-------- DATA PROVIDED
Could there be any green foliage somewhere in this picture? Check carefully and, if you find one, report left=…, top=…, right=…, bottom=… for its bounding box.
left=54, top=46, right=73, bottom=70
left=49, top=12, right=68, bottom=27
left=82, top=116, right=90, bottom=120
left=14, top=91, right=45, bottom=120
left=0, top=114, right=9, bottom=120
----------------
§ TASK TO CARRY OUT
Arrange every line of the rows above as a Markdown table with the columns "Nr" and "Entry," numbering the lines in order and omitting any blank lines.

§ RESPONSE TO THIS TASK
| Nr | Entry |
|---|---|
| 1 | Could there be any green foliage somewhere in this picture? Check carefully and, if you find one, report left=…, top=…, right=…, bottom=… for its bounding box. |
| 2 | left=54, top=46, right=73, bottom=70 |
| 3 | left=49, top=12, right=68, bottom=27 |
| 4 | left=82, top=116, right=90, bottom=120 |
| 5 | left=14, top=91, right=45, bottom=120 |
| 6 | left=0, top=114, right=9, bottom=120 |